TEXTAUSZUG —
####################

Das könnte in eine leichte depressive Verstimmung führen, aber da ist die Farbgebung aller drei Fotos: sehr reduziert zwar - Grautöne, Blau, etwas Rot- und Grün-Akzente, viel mehr ist da nicht – aber eine Harmonie wie das Produkt eines himmlischen Farbpaletten-Generators. Und da ist weiter eine große Klarheit. Das Licht und die kurzen Schatten lassen nichts im Verborgenen. Schlichte horizontale und vertikale Linien prägen die Gestaltung. Die dritte Dimension erreicht die Fotografin durch die scharf kontrastierten Schattenwürfe, auf einer Aufnahme auch durch Raumdiagonalen. Große Zweckmäßigkeit charakterisiert die sichtbaren Gebäudeteile. Nur ein ins Bild ragendes Dach aus Eternitplatten hat etwas ganz leicht Verspieltes, wobei die zwei Reihen von quadratischen und auf den Winkel gestellten Platten das Fotoformat aufnehmen.

####################

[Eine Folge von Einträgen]
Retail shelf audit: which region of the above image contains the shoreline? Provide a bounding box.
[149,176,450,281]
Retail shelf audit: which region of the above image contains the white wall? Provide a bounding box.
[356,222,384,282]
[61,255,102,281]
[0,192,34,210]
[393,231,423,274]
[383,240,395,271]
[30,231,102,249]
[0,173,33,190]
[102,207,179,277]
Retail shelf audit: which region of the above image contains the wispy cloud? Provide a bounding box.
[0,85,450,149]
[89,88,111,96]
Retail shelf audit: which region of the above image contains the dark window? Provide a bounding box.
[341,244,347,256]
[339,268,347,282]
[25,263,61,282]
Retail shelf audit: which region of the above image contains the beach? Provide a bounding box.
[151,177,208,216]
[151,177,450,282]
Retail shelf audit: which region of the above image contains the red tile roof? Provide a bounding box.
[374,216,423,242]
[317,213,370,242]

####################

ÜBUNGSAUFGABEN —
(1) Stimmen die folgenden Aussagen mit dem Textauszug überein? Antworte jeweils mit Ja oder Nein und zitiere die entscheidenden Worte.
(a) Die Farbgebung der drei Fotos ist sehr reduziert.
(b) Lange Schatten verbergen Teile der Gebäude.
(c) Das ins Bild ragende Dach besteht aus Holzschindeln.
(2) Beantworte anhand des Textauszugs:
(a) Welche Linien prägen die Gestaltung?
(b) Wodurch erreicht die Fotografin die dritte Dimension?
(c) Was nehmen die zwei Reihen von Platten auf?

LÖSUNGEN —
(1)
(a) Ja: „sehr reduziert zwar - Grautöne, Blau, etwas Rot- und Grün-Akzente, viel mehr ist da nicht“
(b) Nein: „Das Licht und die kurzen Schatten lassen nichts im Verborgenen.“
(c) Nein: „ein ins Bild ragendes Dach aus Eternitplatten“

(2)
(a) Schlichte horizontale und vertikale Linien.
(b) Durch die scharf kontrastierten Schattenwürfe, auf einer Aufnahme auch durch Raumdiagonalen.
(c) Das Fotoformat.